▶ What the exercise asks: From the data that follows, print exactly the lines starting at the one containing "401L220 375L214 378L216" and ending at the one containing "positive clicks: (53, 824) (315, 775)"; include both of them and nothing more.

▶ Data for this task:

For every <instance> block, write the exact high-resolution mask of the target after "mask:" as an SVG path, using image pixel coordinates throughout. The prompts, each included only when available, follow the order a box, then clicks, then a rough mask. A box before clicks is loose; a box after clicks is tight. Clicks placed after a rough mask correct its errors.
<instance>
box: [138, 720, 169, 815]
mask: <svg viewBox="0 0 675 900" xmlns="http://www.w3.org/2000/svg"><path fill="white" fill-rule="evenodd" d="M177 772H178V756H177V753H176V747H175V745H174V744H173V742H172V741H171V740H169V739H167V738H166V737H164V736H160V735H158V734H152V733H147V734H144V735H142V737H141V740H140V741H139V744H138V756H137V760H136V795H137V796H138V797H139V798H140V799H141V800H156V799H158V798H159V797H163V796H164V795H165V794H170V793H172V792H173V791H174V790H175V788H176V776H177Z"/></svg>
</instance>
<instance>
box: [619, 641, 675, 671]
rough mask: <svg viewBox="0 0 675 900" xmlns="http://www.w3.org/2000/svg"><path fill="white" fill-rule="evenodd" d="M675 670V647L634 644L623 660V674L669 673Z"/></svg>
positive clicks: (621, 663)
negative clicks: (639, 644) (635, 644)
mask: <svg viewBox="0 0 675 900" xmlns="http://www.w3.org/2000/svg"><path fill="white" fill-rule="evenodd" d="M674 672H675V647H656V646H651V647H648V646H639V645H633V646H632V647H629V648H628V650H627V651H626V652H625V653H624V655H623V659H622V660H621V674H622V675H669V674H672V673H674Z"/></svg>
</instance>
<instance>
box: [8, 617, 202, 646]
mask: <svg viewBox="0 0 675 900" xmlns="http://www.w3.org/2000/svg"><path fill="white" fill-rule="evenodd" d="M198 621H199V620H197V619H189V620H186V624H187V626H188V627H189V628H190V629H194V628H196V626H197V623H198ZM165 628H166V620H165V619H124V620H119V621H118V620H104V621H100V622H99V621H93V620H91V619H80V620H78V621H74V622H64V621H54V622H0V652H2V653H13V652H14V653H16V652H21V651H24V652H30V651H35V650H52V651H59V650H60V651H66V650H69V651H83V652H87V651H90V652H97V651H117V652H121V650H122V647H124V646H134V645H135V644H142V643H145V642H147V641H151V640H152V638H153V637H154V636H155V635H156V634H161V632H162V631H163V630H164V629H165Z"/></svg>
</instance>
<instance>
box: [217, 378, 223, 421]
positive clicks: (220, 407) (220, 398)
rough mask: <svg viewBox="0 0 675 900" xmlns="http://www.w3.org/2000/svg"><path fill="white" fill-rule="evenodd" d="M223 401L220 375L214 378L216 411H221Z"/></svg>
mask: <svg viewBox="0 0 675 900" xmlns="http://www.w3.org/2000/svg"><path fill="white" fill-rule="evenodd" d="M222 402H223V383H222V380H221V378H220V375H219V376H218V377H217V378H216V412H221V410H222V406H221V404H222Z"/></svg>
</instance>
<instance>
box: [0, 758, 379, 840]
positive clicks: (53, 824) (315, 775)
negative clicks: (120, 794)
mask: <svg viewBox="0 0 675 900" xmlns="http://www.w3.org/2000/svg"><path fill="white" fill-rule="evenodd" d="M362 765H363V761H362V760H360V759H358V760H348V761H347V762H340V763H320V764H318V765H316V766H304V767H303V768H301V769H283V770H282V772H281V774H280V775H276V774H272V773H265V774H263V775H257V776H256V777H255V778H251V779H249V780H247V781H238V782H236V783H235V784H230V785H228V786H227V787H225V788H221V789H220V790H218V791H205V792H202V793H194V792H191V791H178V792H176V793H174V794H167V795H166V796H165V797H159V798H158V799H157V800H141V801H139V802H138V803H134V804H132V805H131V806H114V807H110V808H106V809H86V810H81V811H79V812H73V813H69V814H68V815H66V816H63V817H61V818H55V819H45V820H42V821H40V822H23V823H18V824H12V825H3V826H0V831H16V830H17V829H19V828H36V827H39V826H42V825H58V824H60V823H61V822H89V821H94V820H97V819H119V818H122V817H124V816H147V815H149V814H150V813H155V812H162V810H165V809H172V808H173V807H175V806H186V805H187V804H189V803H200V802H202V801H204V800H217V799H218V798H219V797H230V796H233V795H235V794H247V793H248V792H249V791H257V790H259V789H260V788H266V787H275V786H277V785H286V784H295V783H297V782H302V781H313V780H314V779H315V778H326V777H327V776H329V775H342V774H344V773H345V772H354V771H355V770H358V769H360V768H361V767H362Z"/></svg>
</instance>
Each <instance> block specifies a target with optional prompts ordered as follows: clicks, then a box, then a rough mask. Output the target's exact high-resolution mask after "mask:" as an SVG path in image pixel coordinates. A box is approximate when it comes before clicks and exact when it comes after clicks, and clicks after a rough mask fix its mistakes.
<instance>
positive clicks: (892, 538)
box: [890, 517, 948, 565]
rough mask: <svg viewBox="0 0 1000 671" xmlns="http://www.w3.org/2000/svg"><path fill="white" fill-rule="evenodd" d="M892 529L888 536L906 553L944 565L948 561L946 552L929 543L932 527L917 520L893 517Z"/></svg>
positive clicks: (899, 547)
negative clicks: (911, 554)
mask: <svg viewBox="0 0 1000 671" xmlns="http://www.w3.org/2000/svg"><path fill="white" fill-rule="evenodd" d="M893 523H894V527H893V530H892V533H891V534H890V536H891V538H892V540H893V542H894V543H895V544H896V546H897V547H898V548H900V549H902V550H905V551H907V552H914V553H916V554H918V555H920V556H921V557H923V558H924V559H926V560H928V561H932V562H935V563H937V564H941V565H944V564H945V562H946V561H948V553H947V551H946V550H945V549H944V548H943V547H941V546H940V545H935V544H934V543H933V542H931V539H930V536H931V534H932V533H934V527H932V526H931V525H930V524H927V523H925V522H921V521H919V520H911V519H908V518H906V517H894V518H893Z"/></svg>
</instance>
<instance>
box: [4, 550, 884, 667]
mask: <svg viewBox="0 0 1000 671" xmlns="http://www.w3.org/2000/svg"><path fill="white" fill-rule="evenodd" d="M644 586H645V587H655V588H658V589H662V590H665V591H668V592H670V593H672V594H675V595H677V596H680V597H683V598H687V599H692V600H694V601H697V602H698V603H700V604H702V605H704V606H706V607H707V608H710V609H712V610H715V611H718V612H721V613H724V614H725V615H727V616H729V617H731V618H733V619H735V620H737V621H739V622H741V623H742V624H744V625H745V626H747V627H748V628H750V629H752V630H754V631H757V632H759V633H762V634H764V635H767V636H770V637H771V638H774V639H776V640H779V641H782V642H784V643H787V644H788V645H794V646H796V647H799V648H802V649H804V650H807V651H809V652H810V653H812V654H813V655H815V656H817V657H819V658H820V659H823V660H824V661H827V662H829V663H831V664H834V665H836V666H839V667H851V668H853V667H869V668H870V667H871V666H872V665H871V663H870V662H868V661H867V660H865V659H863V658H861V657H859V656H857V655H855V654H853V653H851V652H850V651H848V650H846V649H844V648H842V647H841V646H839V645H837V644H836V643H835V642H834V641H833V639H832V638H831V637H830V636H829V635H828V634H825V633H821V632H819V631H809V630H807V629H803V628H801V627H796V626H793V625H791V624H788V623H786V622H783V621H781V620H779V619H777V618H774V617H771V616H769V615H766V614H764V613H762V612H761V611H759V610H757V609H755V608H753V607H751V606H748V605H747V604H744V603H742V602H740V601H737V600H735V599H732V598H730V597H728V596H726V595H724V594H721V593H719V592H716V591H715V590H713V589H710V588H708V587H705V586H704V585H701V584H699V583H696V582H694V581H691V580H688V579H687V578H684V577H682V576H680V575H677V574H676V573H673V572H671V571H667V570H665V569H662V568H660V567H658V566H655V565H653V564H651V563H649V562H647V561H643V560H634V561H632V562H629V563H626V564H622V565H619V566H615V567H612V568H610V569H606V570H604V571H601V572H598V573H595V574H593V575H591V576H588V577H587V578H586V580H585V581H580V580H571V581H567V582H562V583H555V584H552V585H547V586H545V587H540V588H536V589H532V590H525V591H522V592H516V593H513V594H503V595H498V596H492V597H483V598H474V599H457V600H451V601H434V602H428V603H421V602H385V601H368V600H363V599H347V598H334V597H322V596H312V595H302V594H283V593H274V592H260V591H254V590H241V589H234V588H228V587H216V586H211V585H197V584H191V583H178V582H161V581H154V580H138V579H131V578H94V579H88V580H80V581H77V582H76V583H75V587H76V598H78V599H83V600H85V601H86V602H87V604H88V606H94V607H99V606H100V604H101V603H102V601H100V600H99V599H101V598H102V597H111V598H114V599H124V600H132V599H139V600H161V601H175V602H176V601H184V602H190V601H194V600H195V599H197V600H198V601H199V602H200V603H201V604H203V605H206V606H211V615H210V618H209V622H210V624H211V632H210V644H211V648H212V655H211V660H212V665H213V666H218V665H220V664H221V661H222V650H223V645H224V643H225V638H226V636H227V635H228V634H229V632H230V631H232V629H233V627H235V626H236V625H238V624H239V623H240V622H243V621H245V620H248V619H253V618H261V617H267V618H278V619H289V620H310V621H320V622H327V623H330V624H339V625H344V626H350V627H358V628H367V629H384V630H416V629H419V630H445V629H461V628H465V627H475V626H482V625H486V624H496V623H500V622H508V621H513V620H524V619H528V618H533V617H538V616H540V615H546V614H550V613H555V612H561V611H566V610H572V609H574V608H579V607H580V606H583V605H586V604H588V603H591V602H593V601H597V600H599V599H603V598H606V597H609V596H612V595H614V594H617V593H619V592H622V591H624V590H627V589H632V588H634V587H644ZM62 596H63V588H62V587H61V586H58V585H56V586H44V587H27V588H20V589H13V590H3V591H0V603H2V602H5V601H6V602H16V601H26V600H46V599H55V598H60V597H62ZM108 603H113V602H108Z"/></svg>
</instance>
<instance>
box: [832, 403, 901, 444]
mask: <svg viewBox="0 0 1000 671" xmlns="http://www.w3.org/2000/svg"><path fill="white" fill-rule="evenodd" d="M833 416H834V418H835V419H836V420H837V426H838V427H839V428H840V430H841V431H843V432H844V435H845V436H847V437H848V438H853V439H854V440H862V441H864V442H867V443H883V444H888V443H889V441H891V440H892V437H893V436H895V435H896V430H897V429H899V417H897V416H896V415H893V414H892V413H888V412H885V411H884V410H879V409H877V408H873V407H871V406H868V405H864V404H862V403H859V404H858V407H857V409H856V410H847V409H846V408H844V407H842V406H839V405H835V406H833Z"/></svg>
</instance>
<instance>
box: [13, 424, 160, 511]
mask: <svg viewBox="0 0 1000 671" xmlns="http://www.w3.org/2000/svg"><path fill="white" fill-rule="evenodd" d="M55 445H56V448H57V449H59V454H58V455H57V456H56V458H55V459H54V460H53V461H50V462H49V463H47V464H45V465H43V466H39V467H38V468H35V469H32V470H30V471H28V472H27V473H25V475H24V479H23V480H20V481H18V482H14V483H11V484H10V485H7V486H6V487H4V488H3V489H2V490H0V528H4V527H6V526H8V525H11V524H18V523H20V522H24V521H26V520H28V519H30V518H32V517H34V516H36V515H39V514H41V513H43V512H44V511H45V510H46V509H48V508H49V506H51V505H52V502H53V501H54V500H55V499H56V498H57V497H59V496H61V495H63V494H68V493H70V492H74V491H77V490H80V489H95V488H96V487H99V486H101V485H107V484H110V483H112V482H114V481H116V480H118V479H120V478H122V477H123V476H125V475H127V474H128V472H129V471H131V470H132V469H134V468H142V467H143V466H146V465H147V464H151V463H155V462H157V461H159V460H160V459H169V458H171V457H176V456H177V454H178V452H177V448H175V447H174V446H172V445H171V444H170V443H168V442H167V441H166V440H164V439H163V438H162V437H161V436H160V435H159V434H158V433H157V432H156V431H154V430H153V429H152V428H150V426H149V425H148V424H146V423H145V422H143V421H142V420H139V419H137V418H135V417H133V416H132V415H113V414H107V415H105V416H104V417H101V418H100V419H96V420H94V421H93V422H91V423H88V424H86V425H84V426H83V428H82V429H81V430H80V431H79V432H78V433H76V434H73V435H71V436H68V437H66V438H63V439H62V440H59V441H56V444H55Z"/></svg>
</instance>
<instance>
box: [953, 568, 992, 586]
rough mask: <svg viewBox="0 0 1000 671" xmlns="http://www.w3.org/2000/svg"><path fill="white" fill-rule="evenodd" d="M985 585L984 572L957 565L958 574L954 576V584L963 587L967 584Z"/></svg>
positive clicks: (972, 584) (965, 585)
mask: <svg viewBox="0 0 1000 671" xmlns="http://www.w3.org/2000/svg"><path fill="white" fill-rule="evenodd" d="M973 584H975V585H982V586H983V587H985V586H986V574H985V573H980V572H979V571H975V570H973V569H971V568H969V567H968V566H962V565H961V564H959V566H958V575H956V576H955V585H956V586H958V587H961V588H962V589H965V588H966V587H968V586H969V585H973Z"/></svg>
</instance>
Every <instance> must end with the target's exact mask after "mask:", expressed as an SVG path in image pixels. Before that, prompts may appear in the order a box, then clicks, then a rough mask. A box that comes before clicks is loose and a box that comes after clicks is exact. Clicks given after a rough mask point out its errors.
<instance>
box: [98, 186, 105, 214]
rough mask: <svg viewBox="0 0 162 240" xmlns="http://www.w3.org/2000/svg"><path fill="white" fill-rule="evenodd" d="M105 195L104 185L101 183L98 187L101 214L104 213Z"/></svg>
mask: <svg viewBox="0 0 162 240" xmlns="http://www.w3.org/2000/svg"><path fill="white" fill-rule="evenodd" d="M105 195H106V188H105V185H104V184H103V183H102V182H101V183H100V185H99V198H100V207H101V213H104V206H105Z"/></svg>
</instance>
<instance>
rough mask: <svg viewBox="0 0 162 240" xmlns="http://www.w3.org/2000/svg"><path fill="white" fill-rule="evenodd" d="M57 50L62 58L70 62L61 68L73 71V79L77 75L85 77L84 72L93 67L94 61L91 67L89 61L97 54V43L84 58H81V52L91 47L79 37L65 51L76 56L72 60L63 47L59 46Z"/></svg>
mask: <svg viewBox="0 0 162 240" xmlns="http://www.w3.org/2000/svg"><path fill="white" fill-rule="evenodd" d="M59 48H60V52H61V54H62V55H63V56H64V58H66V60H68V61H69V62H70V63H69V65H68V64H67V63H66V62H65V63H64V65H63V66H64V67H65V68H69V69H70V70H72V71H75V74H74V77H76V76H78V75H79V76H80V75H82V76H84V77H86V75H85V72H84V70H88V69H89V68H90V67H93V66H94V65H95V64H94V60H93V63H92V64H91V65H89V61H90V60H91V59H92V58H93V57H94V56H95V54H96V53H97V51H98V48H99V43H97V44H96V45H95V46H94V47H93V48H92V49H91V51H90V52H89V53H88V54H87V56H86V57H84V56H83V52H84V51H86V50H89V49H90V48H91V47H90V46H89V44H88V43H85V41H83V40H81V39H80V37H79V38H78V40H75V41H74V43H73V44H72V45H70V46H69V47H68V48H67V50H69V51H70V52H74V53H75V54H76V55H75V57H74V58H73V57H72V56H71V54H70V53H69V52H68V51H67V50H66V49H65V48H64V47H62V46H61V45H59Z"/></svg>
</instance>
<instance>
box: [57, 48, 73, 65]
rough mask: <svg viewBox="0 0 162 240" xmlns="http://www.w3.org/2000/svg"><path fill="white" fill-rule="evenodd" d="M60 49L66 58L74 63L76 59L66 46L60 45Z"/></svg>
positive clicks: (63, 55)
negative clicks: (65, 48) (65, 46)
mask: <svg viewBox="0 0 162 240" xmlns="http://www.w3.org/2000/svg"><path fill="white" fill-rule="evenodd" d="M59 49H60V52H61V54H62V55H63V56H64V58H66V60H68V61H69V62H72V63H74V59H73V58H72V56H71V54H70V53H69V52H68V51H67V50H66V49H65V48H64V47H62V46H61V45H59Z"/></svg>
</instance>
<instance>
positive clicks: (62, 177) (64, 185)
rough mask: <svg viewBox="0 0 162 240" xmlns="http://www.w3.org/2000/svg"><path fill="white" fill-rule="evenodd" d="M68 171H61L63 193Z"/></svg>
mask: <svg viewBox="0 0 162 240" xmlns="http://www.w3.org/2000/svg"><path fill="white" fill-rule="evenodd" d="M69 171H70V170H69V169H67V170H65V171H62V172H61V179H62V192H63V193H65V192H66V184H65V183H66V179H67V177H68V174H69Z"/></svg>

▶ Result below:
rough mask: <svg viewBox="0 0 675 900" xmlns="http://www.w3.org/2000/svg"><path fill="white" fill-rule="evenodd" d="M223 401L220 375L214 378L216 411H221Z"/></svg>
mask: <svg viewBox="0 0 675 900" xmlns="http://www.w3.org/2000/svg"><path fill="white" fill-rule="evenodd" d="M222 402H223V383H222V380H221V378H220V375H219V376H218V377H217V378H216V412H221V410H222V406H221V404H222Z"/></svg>
</instance>
<instance>
box: [0, 758, 379, 840]
positive clicks: (53, 824) (315, 775)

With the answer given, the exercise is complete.